▶ [Exercise brief]:
Starting with the first line of the material and going on through the line with "180 86 L 183", both included, rewrite every line. Scale each coordinate in the answers by 2.05 and round it to a whole number, with halves rounding up, and leave all other text as it is.

─── Listing

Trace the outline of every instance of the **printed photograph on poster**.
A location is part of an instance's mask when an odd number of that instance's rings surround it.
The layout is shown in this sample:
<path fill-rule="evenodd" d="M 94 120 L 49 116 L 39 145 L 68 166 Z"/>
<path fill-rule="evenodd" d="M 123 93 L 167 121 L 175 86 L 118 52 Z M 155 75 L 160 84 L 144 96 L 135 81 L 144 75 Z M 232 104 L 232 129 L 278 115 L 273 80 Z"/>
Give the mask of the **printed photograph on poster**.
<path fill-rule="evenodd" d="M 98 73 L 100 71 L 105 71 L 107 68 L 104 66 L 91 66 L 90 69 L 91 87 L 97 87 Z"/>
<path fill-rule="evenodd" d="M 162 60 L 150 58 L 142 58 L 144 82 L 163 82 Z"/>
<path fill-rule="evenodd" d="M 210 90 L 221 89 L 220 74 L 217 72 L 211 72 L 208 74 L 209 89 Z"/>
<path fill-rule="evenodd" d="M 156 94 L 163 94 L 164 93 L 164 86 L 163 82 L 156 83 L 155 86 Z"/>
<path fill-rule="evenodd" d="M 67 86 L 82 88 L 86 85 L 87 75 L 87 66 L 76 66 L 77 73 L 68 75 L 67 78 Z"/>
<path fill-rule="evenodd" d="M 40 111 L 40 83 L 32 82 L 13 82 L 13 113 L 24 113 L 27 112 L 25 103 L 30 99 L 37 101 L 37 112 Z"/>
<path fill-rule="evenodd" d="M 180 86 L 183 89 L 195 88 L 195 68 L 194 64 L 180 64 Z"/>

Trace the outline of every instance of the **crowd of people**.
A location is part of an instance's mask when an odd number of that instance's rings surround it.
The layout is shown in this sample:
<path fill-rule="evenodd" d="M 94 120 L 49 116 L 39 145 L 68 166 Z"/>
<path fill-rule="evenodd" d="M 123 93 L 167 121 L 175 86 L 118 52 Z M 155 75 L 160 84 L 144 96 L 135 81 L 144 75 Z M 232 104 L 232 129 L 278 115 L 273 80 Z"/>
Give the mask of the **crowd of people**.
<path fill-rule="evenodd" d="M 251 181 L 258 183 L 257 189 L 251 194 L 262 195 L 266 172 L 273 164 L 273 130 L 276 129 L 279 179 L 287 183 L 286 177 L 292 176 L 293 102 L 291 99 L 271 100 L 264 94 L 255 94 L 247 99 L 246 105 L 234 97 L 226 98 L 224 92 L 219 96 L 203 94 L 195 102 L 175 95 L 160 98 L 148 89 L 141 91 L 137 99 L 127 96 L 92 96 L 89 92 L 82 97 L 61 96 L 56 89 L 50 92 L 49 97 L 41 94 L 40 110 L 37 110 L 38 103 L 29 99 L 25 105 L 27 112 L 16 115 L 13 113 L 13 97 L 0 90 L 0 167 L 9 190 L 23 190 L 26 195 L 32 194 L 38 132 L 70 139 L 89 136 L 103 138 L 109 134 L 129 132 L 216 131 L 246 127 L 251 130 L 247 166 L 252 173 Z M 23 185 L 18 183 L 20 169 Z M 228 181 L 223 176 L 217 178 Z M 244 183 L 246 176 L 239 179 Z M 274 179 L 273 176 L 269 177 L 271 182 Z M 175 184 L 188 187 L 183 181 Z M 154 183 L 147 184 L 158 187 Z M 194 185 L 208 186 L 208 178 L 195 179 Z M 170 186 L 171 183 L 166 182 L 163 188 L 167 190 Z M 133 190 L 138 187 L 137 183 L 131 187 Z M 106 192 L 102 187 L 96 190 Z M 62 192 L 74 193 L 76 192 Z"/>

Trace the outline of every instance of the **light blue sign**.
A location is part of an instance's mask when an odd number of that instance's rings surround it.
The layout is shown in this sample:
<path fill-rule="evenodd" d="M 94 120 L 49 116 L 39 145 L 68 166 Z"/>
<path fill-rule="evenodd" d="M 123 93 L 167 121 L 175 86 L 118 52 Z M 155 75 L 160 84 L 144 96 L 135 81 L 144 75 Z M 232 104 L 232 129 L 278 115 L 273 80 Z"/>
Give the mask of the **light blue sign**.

──────

▶ [Result]:
Trace the outline of every instance of the **printed photograph on poster**.
A location is part of an instance's mask when an odd number of that instance's rings surround it.
The layout is shown in this sample:
<path fill-rule="evenodd" d="M 94 120 L 49 116 L 39 145 L 68 166 Z"/>
<path fill-rule="evenodd" d="M 123 93 L 167 121 L 175 86 L 118 52 Z M 155 75 L 160 84 L 144 96 L 135 81 L 144 75 Z M 232 104 L 232 129 L 278 115 L 273 80 Z"/>
Give the mask of the **printed photograph on poster**.
<path fill-rule="evenodd" d="M 201 150 L 205 146 L 215 146 L 219 139 L 213 135 L 187 135 L 185 141 L 187 178 L 199 178 Z"/>
<path fill-rule="evenodd" d="M 332 123 L 308 119 L 291 119 L 295 168 L 334 168 Z"/>
<path fill-rule="evenodd" d="M 431 185 L 453 182 L 451 152 L 445 148 L 433 148 L 426 152 L 428 182 Z"/>
<path fill-rule="evenodd" d="M 320 193 L 334 193 L 336 191 L 336 176 L 334 168 L 320 170 L 318 176 Z"/>
<path fill-rule="evenodd" d="M 137 176 L 168 180 L 176 174 L 178 154 L 178 135 L 156 135 L 158 150 L 139 154 L 137 160 Z"/>
<path fill-rule="evenodd" d="M 82 228 L 82 170 L 66 168 L 27 168 L 27 232 L 49 232 L 55 230 L 51 211 L 62 203 L 76 207 L 76 230 Z"/>
<path fill-rule="evenodd" d="M 369 176 L 375 182 L 400 180 L 400 139 L 398 131 L 369 131 Z"/>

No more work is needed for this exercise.